From first line to last, retype the data exactly.
*** EXERCISE INPUTS ***
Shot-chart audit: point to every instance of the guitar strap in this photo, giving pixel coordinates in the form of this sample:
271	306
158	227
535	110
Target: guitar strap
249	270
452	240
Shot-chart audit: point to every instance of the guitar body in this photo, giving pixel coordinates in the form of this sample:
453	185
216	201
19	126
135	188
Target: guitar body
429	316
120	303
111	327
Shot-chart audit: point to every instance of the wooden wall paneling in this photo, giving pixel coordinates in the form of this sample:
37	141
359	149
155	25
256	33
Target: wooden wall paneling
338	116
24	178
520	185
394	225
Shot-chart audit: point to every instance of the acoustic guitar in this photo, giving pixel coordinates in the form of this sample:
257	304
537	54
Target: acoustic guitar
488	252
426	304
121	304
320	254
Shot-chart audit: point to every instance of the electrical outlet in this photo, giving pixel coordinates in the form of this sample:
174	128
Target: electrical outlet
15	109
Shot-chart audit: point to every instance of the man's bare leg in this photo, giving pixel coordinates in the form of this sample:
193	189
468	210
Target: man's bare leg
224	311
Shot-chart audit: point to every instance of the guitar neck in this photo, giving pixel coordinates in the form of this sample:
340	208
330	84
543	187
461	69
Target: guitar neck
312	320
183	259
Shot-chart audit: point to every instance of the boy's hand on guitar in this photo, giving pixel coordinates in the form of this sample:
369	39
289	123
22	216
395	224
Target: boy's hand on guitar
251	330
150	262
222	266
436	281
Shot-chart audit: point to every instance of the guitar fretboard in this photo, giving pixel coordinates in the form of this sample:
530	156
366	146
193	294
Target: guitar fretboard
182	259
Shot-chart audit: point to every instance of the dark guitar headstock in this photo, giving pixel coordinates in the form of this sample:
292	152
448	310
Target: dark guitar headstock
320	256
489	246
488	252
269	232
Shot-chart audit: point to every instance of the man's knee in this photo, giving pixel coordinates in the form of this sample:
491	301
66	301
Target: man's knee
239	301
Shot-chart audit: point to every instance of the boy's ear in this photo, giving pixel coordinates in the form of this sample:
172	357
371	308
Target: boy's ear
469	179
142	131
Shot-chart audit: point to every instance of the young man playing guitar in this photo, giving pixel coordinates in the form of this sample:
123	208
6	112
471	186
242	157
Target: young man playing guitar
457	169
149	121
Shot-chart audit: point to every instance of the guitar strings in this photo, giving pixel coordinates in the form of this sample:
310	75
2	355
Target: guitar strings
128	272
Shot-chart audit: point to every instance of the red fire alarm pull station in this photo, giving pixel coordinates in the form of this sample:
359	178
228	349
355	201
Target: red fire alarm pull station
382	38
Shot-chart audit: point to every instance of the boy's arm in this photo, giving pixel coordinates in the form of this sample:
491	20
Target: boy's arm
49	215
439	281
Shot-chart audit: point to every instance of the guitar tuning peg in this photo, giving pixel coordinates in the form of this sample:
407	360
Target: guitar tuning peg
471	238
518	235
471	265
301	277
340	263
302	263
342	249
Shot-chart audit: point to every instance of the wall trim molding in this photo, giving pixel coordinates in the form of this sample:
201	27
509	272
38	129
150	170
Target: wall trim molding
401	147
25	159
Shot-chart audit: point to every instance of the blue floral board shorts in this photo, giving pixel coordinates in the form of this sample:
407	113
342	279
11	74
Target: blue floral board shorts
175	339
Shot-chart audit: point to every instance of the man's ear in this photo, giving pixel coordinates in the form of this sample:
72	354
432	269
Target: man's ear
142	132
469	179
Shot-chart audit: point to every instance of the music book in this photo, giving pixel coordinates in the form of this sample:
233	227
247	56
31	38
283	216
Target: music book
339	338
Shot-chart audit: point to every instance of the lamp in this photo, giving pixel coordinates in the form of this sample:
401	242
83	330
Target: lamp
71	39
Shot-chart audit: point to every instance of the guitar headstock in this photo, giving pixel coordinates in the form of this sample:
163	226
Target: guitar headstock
*** End of EXERCISE INPUTS ***
__WRITTEN SOLUTION__
Shot-chart audit: point to every instance of the guitar strap in this photo, giving pixel coordinates in the form of this sample:
271	306
158	227
535	110
Target: guitar strap
249	270
452	240
Shot-chart audit: point to every instance of the guitar body in this photo, giving pixel coordinates in the form of this sample:
453	185
216	201
19	126
135	188
Target: guitar body
429	316
120	303
111	327
Shot-chart audit: point to every instance of the wooden wall paneling in this photo, giving pixel coordinates in the form of this sample:
37	141
359	149
155	25
256	33
Target: wooden wall paneling
338	116
24	178
520	185
394	225
Shot-chart audit: point to every instance of the acoustic guitar in this photo, giving pixel coordinates in the form of this sample:
257	304
537	54
Target: acoustic guitar
488	252
426	304
121	304
320	254
Shot-chart audit: point to every instance of the electrical outlet in this photo, giving pixel coordinates in the form of this sample:
174	128
Target: electrical outlet
15	109
Shot-chart audit: point to every instance of the man's bare leg in this photo, giving pixel coordinates in the form of this sample:
193	189
468	210
Target: man's bare leg
224	311
Shot-chart audit: point to every instance of the guitar neck in this photo, giving pixel coordinates in the form of this sample:
340	208
330	84
543	187
461	69
Target: guitar neck
312	320
183	259
Shot-chart audit: point to every instance of the boy's hand on guitar in this photo, giving pixel coordinates in the form of this sample:
369	39
289	123
22	216
395	224
Target: boy's hand on guitar
251	330
150	262
222	266
436	281
Shot-chart audit: point to every instance of the guitar fretboard in this photo, giving pixel coordinates in the form of this sample:
530	156
366	146
193	294
Target: guitar fretboard
182	259
Shot-chart audit: point to every instance of the dark guitar headstock in this photo, giving pixel coordinates in the form of this sample:
292	152
448	310
Target: dark guitar headstock
320	256
489	246
488	252
269	232
Shot-chart audit: point to every instance of the man's knee in this photo, giving pixel coordinates in the form of this sample:
491	301
66	301
Target: man's knee
239	301
Shot-chart audit: point to every instance of the boy's ear in this photo, giving pixel coordinates in the form of this sample:
172	357
371	308
Target: boy's ear
469	179
142	131
Shot-chart audit: point to every instance of the young man playing guitar in this photo, giving pixel coordinates in the form of this sample:
123	208
6	112
471	186
242	157
Target: young man playing guitar
457	169
149	121
Shot-chart audit: point to every instance of the guitar strings in this photo, giving pixel coordinates in the form of this sample:
310	75
2	355
Target: guitar strings
128	272
Shot-chart audit: point to every instance of the red fire alarm pull station in this photo, giving pixel coordinates in the form of this sample:
359	178
228	349
355	201
Target: red fire alarm pull station
382	38
Shot-chart audit: point to every instance of the boy's arm in this photo, giving pixel coordinates in the form of this sample:
491	20
Target: boy's arm
49	215
439	281
Shot-chart audit: point to every instance of the guitar tuning peg in this photo, giving pixel coordinates in the form of this sample:
407	360
Target: guitar tuning peg
471	238
518	235
471	265
301	277
340	263
302	263
342	249
Shot-chart audit: point to every instance of the wall trim molding in this photo, giving pixel coordinates in the form of this sample:
201	27
509	272
38	129
150	170
Target: wall trim molding
401	147
25	159
Shot-chart audit: point to every instance of the blue floral board shorts in this photo, giving pixel coordinates in the form of this sample:
407	113
342	279
11	74
Target: blue floral board shorts
175	339
Shot-chart audit: point to every instance of the man's ear in this photo, giving pixel coordinates in the form of this sample:
72	354
432	269
Target: man's ear
142	132
469	179
Shot-chart audit: point to every instance of the music book in this photo, giving pixel coordinates in the form of this sample:
233	227
247	56
31	38
283	216
Target: music book
339	338
Shot-chart audit: point to every instance of the lamp in this photo, giving pixel coordinates in the form of this sample:
401	242
83	330
Target: lamp
71	39
Shot-chart audit: point to every instance of the guitar headstock in this photo, giving pixel coordinates in the form of this sample:
163	226
Target: guitar headstock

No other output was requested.